Dataset entries:
********
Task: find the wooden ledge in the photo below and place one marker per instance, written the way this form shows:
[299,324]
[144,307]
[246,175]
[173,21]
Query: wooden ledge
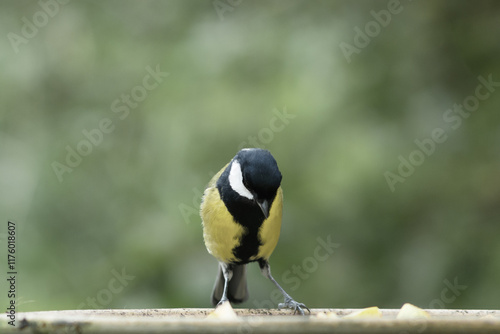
[254,321]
********
◆ **WHAT TO PRODUCE**:
Print the records above again exactly. Leave out the images.

◆ **EXERCISE RESULT**:
Task: find the wooden ledge in the photo below and place one marker per instance, written the way this form shows:
[299,324]
[144,307]
[246,175]
[173,21]
Query: wooden ledge
[254,321]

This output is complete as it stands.